_Record set_

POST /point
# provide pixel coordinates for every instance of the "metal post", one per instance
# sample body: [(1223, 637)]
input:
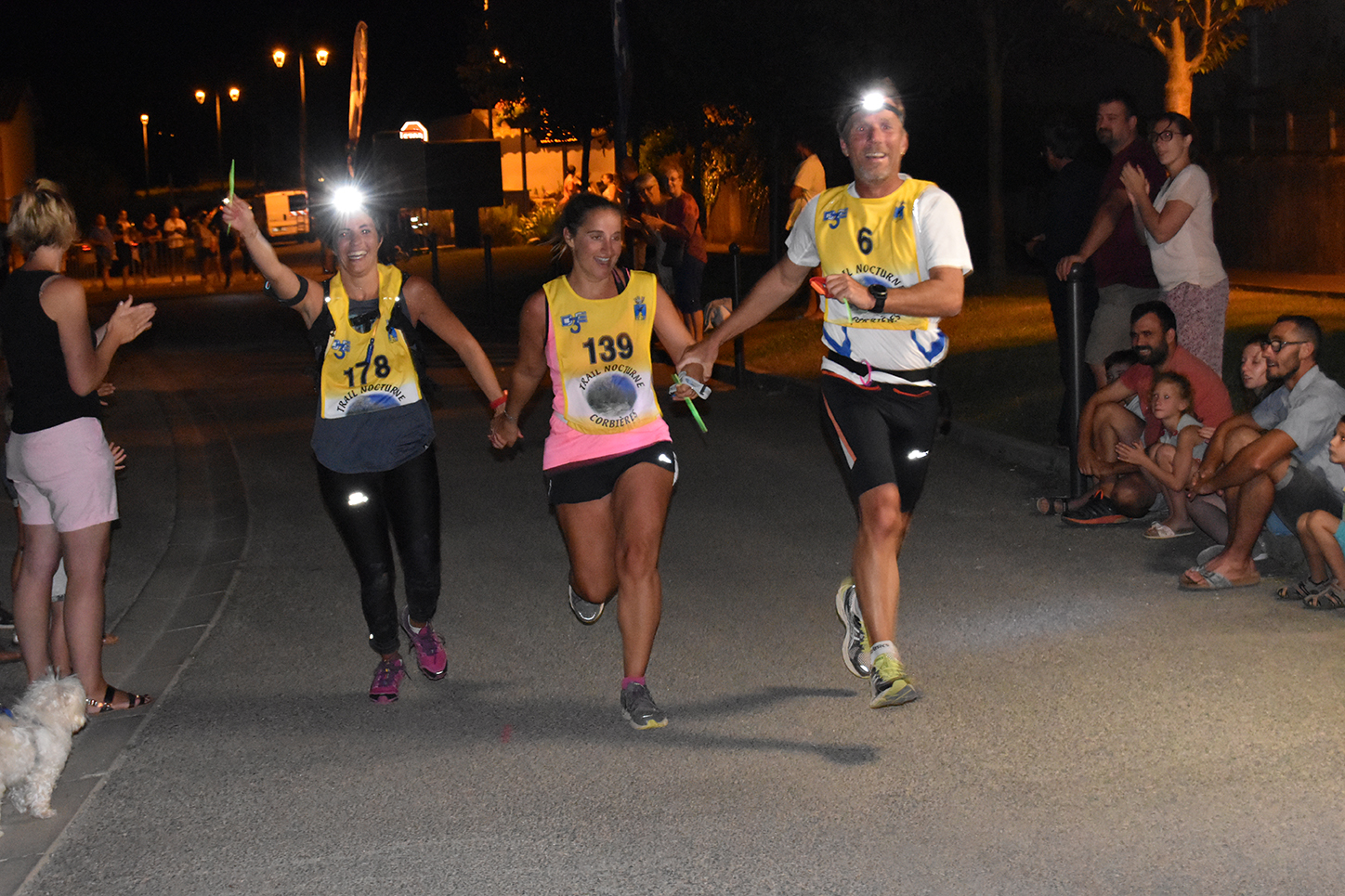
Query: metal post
[(490, 268), (1074, 385), (738, 362), (433, 261)]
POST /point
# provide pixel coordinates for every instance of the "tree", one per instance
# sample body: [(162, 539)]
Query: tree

_Task details_
Convert all the records above into a Markdown table with the columns Number and Entry, one row per line, skipping blank lines and leaving out the pictures.

_Full answer_
| Number | Entry |
|---|---|
| 1 | POST /point |
| 2 | # provide pixel coordinates for every instance of the "metal post", one per instance |
| 3 | # sample body: [(1223, 637)] |
| 4 | input: |
| 5 | Query: metal post |
| 6 | [(490, 268), (1074, 385), (738, 362), (433, 261)] |
| 7 | POST /point |
| 8 | # provide pixel coordinates for every instance of the "tree", one per instance |
| 9 | # sample body: [(162, 539)] |
| 10 | Query: tree |